GIVEN EXERCISE:
Can you repeat the material between the lines holding "on the white" and "point(323, 404)", inclusive, with "cushion" switched to "pad" and everything else left unchanged?

LISTED ENTRIES:
********************

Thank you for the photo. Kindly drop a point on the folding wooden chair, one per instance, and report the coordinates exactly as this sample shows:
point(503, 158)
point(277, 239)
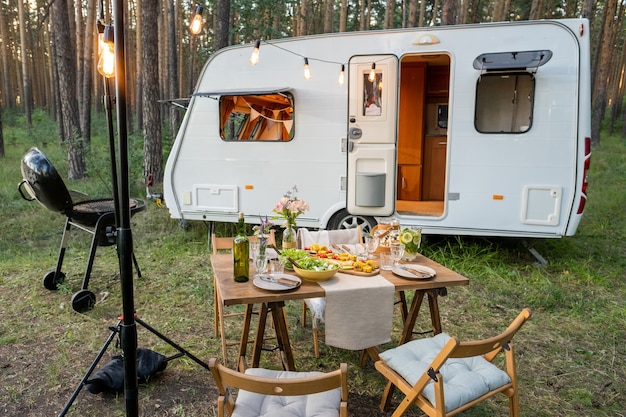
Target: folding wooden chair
point(268, 393)
point(444, 376)
point(226, 243)
point(318, 305)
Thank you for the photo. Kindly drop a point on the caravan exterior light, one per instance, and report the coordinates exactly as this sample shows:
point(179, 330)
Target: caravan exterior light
point(426, 40)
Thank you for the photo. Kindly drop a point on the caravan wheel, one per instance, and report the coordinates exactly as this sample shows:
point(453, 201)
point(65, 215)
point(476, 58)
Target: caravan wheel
point(344, 220)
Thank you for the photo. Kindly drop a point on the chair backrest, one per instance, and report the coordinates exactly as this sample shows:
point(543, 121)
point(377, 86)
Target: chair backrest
point(306, 237)
point(279, 383)
point(424, 368)
point(43, 182)
point(226, 243)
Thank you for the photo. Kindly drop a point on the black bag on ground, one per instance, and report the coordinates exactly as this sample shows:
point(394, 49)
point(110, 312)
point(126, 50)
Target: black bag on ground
point(110, 378)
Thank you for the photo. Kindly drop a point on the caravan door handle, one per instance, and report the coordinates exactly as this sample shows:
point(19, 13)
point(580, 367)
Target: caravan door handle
point(355, 133)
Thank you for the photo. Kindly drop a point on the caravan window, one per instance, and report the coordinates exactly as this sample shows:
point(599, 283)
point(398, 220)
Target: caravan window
point(504, 102)
point(256, 117)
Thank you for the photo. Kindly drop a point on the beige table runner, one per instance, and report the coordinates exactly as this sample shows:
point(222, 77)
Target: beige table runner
point(359, 311)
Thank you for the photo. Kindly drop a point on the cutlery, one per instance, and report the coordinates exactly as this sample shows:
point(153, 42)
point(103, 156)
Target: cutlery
point(339, 248)
point(419, 274)
point(284, 281)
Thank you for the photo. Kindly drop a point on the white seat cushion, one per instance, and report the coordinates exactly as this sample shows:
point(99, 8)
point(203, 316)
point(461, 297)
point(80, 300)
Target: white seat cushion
point(465, 379)
point(323, 404)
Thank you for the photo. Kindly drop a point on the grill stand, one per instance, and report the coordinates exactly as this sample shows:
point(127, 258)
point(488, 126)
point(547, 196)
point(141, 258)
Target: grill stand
point(127, 325)
point(103, 234)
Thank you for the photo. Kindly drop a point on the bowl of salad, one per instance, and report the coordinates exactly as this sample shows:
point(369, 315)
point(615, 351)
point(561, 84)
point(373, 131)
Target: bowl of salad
point(315, 269)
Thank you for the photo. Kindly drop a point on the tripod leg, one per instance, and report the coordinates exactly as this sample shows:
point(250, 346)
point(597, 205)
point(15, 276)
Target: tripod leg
point(171, 343)
point(114, 331)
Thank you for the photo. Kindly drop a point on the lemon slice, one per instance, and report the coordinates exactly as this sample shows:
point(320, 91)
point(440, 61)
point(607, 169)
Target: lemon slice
point(406, 237)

********************

THE RESULT:
Thank you for the photo. Kindly drop a point on the white seat pad, one per instance, and report the coordinates exactly as this sample shows:
point(99, 8)
point(203, 316)
point(461, 297)
point(80, 300)
Target: white seat pad
point(465, 379)
point(323, 404)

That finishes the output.